==== Input material ====
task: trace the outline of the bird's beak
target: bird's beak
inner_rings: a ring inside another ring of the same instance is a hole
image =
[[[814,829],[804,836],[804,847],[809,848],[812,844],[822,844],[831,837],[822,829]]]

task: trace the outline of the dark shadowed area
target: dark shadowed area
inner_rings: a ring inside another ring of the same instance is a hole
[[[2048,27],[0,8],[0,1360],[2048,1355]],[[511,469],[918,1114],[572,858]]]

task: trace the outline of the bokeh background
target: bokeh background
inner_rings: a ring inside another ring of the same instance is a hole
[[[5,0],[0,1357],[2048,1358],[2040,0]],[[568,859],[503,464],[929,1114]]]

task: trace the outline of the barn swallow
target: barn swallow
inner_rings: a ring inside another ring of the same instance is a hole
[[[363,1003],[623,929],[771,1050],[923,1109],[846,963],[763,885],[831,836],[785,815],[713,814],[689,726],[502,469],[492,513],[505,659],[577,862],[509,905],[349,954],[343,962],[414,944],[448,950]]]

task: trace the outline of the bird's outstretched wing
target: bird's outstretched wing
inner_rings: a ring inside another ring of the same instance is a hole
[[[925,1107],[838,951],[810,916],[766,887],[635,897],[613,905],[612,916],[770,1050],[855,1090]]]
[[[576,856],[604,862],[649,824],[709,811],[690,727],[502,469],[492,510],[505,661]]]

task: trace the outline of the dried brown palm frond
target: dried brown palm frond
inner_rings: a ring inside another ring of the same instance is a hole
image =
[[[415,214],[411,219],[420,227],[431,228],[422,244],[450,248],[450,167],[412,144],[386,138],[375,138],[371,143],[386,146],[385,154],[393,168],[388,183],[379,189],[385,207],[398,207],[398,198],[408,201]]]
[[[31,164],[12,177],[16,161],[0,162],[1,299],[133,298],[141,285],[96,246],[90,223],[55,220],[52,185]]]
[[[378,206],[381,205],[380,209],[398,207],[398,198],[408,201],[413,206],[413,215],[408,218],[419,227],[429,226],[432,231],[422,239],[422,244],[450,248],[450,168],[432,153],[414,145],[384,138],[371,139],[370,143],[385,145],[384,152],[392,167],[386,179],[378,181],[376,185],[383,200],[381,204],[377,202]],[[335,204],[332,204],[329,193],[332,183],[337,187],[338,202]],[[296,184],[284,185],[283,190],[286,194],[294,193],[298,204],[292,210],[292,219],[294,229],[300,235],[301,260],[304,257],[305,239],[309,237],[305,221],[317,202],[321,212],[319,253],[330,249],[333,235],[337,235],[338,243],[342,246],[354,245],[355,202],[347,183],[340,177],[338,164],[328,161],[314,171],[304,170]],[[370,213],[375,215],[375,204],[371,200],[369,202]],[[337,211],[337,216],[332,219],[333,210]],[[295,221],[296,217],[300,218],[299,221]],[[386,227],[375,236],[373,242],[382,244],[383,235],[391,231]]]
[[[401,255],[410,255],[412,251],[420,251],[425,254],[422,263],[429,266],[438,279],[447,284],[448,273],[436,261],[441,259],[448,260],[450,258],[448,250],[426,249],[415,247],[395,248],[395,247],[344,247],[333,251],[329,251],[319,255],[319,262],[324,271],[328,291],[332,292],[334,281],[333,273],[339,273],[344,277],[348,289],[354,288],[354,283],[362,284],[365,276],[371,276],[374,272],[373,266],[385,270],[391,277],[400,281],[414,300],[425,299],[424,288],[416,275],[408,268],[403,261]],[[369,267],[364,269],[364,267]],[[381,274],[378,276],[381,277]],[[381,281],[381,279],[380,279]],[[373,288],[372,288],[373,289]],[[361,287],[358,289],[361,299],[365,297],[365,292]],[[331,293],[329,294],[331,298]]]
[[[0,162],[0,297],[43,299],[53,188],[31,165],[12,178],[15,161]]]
====
An exact copy of the data is needed.

Task result —
task: trace the outline of the bird's beak
target: bird's beak
inner_rings: a ring inside another ring of the same instance is a hole
image =
[[[814,829],[804,836],[804,847],[809,848],[812,844],[822,844],[831,837],[822,829]]]

task: trace the outline of the dark shadowed area
target: dark shadowed area
inner_rings: a ring inside another ring of the same instance is a hole
[[[2048,27],[0,8],[0,1360],[2048,1355]],[[511,469],[918,1114],[572,858]]]

task: trace the outline of the bokeh background
target: bokeh background
inner_rings: a ring inside another ring of the same instance is a hole
[[[5,0],[0,1357],[2048,1358],[2040,0]],[[568,859],[503,464],[929,1114]]]

task: trace the outline of the barn swallow
target: barn swallow
inner_rings: a ring inside another ring of the same instance is a hole
[[[363,1003],[623,929],[771,1050],[923,1109],[846,963],[763,885],[831,836],[785,815],[713,814],[689,726],[502,469],[492,513],[505,659],[577,862],[509,905],[349,954],[343,962],[414,944],[448,950]]]

task: trace the outline of the bird's outstretched wing
target: bird's outstretched wing
inner_rings: a ring inside another ring of the same instance is a hole
[[[925,1107],[838,951],[810,916],[766,887],[635,897],[613,905],[612,916],[770,1050],[855,1090]]]
[[[576,856],[604,862],[649,824],[709,811],[690,727],[502,469],[492,510],[505,661]]]

task: trace the outline of the dried brown palm frond
target: dried brown palm frond
inner_rings: a ring inside another ring of the same instance is a hole
image =
[[[415,214],[411,219],[420,227],[431,228],[422,244],[450,248],[450,167],[412,144],[386,138],[375,138],[371,143],[386,146],[385,154],[393,168],[388,183],[379,189],[385,207],[398,207],[398,198],[408,201]]]
[[[31,164],[12,177],[16,161],[0,162],[1,299],[133,298],[141,285],[96,246],[90,223],[55,220],[52,185]]]
[[[378,206],[381,205],[380,209],[398,207],[398,198],[408,201],[413,206],[413,215],[408,218],[419,227],[429,226],[432,231],[422,239],[422,244],[450,248],[450,168],[432,153],[414,145],[384,138],[371,139],[370,143],[385,145],[384,152],[392,167],[386,179],[378,181],[376,185],[383,200],[381,204],[377,202]],[[335,204],[332,204],[329,193],[332,183],[337,187],[338,202]],[[296,184],[284,185],[283,190],[286,194],[294,193],[298,204],[292,210],[292,219],[294,229],[300,235],[301,260],[304,257],[305,239],[309,237],[305,221],[317,202],[321,212],[319,253],[330,249],[333,235],[337,235],[338,243],[342,246],[354,245],[355,202],[347,183],[340,177],[338,164],[328,161],[314,171],[304,170]],[[370,213],[375,215],[375,204],[371,200],[369,202]],[[337,211],[337,216],[332,219],[333,210]],[[295,221],[296,217],[300,218],[299,221]],[[386,227],[375,236],[373,242],[382,244],[383,235],[391,231]]]
[[[401,255],[410,255],[412,251],[420,251],[425,254],[422,263],[429,266],[438,279],[447,284],[448,273],[436,261],[441,259],[448,260],[450,258],[448,250],[426,249],[415,247],[395,248],[395,247],[344,247],[333,251],[329,251],[319,255],[319,262],[324,271],[328,291],[332,292],[334,281],[333,273],[339,273],[344,277],[348,289],[354,288],[354,283],[362,284],[365,276],[371,276],[374,272],[373,266],[385,270],[391,277],[400,281],[414,300],[425,299],[424,288],[416,275],[408,268],[403,261]],[[369,267],[364,269],[364,267]],[[381,274],[378,276],[381,277]],[[381,281],[381,279],[380,279]],[[373,288],[372,288],[373,289]],[[361,287],[358,289],[361,299],[365,297],[365,292]],[[331,293],[329,294],[331,298]]]
[[[0,162],[0,297],[43,299],[53,188],[31,165],[12,178],[15,161]]]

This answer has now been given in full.